Written request. Reproduce every line of the data below without any changes.

Data entries
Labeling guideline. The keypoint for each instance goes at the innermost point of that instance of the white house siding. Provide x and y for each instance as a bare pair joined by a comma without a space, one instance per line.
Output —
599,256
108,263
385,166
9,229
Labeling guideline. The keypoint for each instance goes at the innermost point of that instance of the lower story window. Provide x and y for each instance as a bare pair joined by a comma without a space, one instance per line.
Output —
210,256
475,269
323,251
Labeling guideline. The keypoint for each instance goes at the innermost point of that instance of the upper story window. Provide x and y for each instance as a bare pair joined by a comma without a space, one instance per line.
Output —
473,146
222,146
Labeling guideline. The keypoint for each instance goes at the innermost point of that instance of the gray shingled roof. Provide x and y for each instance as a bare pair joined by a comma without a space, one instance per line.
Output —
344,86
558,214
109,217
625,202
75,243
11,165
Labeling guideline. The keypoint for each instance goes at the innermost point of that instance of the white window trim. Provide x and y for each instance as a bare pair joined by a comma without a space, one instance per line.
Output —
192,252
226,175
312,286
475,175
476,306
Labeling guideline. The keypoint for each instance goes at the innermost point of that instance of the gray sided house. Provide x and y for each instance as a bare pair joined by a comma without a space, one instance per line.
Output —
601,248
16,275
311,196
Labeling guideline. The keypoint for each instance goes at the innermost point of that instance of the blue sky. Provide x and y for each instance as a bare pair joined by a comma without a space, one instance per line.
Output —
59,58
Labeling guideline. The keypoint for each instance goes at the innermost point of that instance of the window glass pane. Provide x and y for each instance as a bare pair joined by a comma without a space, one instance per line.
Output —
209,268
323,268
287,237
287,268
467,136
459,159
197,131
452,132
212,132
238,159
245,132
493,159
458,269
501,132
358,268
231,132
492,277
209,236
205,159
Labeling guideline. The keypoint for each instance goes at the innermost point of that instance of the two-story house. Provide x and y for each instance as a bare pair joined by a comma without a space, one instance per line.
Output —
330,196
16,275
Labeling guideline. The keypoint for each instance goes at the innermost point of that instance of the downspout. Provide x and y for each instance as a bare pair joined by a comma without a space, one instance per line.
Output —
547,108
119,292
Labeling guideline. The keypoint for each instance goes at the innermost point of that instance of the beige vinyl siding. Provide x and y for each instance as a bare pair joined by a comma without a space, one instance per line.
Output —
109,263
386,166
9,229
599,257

Task result.
Labeling guideline. The keypoint for each instance goes at the innermost point of that instance of the white house siding. Provide x and y for each instance as a bare pair joined by a comma without a space, one instance per line.
Output —
599,256
108,263
385,166
9,229
Labeling guideline. The keypoint for each instance goes at the innermost point of that instance of the lower story window. Provide x and y for each instance as a bare pair joined by a comma without a space, one instance per line.
Output —
210,256
475,269
323,251
Labeling guideline. The keypoint for each instance goes at the innermost point of that instance of the upper story window. Provide x and y for each instance as a bare pair joined by a comma without a space, one instance per line.
Output —
473,146
222,146
Labeling guideline. The keypoint for each instance goes at the innermost point of that instance of the gray shingled roof. Provide x and y for each instance as a bare pair joined by a comma without a space, one instance per line.
Output —
344,86
558,214
109,217
625,202
75,243
11,165
Labeling guideline. The keypoint for each instance goes at the innermost point of that instance of the white window trim. Provide x and y for each instance as a bare pair joined by a comma without a space, one instance per line.
Output —
192,252
226,175
312,286
475,175
476,306
Labeling guideline. The keypoint for each instance goes at the innermost point of that instance of the gray sided house. Provide x and y for each instance as a bare pair joined by a comma without a space, one instance per line.
Output —
601,248
16,275
311,196
Labeling guideline. The keypoint for each instance goes at the innermost point of that instance of the blue sky. Provide x and y for each instance as a bare pair joined by a comma without a space, one instance per line.
Output —
59,58
Labeling guideline. The keypoint for each instance goes at the innermost point of that instance of the window glass pane. Provide x and y for each instance as a bare pair joined by a comma without a space, one instance per line.
Output —
209,268
323,268
287,237
287,268
467,136
459,159
197,131
452,132
212,132
238,159
245,132
493,159
458,269
501,132
358,268
231,132
492,277
209,236
205,159
Labeling guideline. The keypoint for each instance goes at the innermost point of that instance of the two-story house. Provide x and y for each instance as a bare pair joined by a comma without a space, one instance per line.
Output —
330,196
16,275
Labeling guideline. The keypoint for each instance goes at the innermost point of that instance of the downspout. Provide x and y for each instance as a bare pair joined by a comma without a space, one instance per line.
Output —
547,108
119,292
Labeling guideline. The keypoint for each instance goes at the innermost point of that instance of the beige vinyl siding. Provide x and y for each instance as a bare pair joined by a comma without a space, one instance per line.
Output —
109,263
386,166
9,229
599,257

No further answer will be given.